• _Text_
:::::

# taz.de -- Aus der Politik in die Wirtschaft: Der Fall Rürup
       
       > Unrecht sind sie nicht, die postpolitischen Karrieren der Politiker. Gut
       > für Vertrauen in die Demokratie sind sie aber lange nicht. Das zeigt auch
       > der - eher untypische - Fall Rürup.
       
 (IMG) Bild: Rürup, der als Experte darauf hingewirkt hat, dass staatlich subventionierte private Rentenversicherungen eingeführt werden, arbeitet jetzt beim Rentendienstleister AWD.
       
       Bert Rürup wechselt zu dem Finanzdienstleiter AWD. Rürup ist Chef der
       Wirtschaftsweisen, Professor und ein hochkarätiger, einflussreicher Berater
       der Bundesregierung. Er ist 65 Jahre alt und möchte gerne noch mal etwas
       Neues machen. Und damit auch, erfreulicher Nebeneffekt, ziemlich viel Geld
       verdienen. Das ist eigentlich ein ganz normaler Vorgang. Oder doch nicht?
       
       Dieser Karrieresprung hat einen Beigeschmack. Denn AWD verkauft staatlich
       subventionierte private Renten. Rürup war nie ein gewählter Politiker, der
       im Bundestag zum Beispiel für die Einführung privater Rentenversicherungen
       votiert hat. Allerdings hat er als Experte entscheidend daran mitgewirkt,
       dass unter Rot-Grün staatlich subventionierte private Rentenversicherungen
       eingeführt wurde. Und davon profitiert auch AWD.
       
       Der Fall Rürup ist eher untypisch - eben weil der Professor mit dem
       SPD-Parteibuch kein aktiver Volksvertreter war. Die Empfindlichkeit, mit
       der manche auf diesen Wechsel reagieren, hat wohl mit einer tief sitzenden
       Enttäuschung über Rot-Grün zu tun. Bei Konservativen überrascht die
       selbstverständliche Verzahnung mit Wirtschaftsinteressen ja nicht weiter.

:::::

• _Vorliegende Angaben_
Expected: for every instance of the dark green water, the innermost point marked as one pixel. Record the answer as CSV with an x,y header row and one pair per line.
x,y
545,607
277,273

:::::

• _Anweisungen_
A – Schreiben Sie bitte aus dem Text über den Fall Rürup die Stelle von „Dieser Karrieresprung hat“ bis einschließlich „ja nicht weiter.“ wortgetreu ab.
B – Setzen Sie den Text über den Fall Rürup im Anschluss an seinen letzten Satz fort.
Die Auflistung wird hier nicht benötigt.

• _Antworten je Aufgabe_
A –
Dieser Karrieresprung hat einen Beigeschmack. Denn AWD verkauft staatlich
       subventionierte private Renten. Rürup war nie ein gewählter Politiker, der
       im Bundestag zum Beispiel für die Einführung privater Rentenversicherungen
       votiert hat. Allerdings hat er als Experte entscheidend daran mitgewirkt,
       dass unter Rot-Grün staatlich subventionierte private Rentenversicherungen
       eingeführt wurde. Und davon profitiert auch AWD.
       
       Der Fall Rürup ist eher untypisch - eben weil der Professor mit dem
       SPD-Parteibuch kein aktiver Volksvertreter war. Die Empfindlichkeit, mit
       der manche auf diesen Wechsel reagieren, hat wohl mit einer tief sitzenden
       Enttäuschung über Rot-Grün zu tun. Bei Konservativen überrascht die
       selbstverständliche Verzahnung mit Wirtschaftsinteressen ja nicht weiter.

B –
       Dass Kohl ein paar hunderttausend Euro jährlich als "Berater" von Leo Kirch
       bekam, passte ins Bild. Doch die postpolitischen Karrieren der
       sozialdemokratischen Elite sind auch nicht besser. Gerhard Schröder
       wechselte vom Bundeskanzleramt prompt in den Aufsichtsrat eines
       deutsch-russischen Gaskonsortiums, was ihm 250.000 Euro jährlich einbringt.
       Otto Schily, der als Innenminister die Einführung des biometrischen
       Personalausweises betrieb, saß 2006 im Aufsichtsrat von zwei Firmen, die -
       seltsamer Zufall - an der Produktion biometrischer Personalausweise
       beteiligt sind. Werner Müller, Wirtschaftsminister im ersten rot-grünen
       Kabinett, wurde 2003 Chef der Ruhrkohle AG. Wolfgang Clement, Superminister
       unter Schröder, heuerte beim Energiekonzern RWE an. Walter Riester, der als
       Arbeitsminister die für Versicherungskonzerne lukrative staatliche
       geförderte Riester-Rente einführte, kam 2007 mit Vorträgen auf das
       erstaunliche Honorar von mindestens 169.000 Euro - bezahlt von ebenjener
       Versicherungsbranche. Und Caio Koch-Weser war bis 2005 als Staatssekretär
       im Finanzministerium für Bankenkontrolle zuständig. Danach wechselte er als
       Manager zur Deutschen Bank. Ein Schelm, wer Böses dabei denkt.
       
       Nicht sonderlich ruhmreich wirken auch die Postpolitik-Karrieren mancher
       Grüner. Matthias Berninger wechselte vom Verbraucherschutzministerium
       geschmackvollerweise direkt zu einem Süßwarenkonzern, Margaretha Wolff,
       einst grüne Staatssekretärin, macht heute unter anderem Werbung für die
       Atomlobby. Die Liste ist noch länger.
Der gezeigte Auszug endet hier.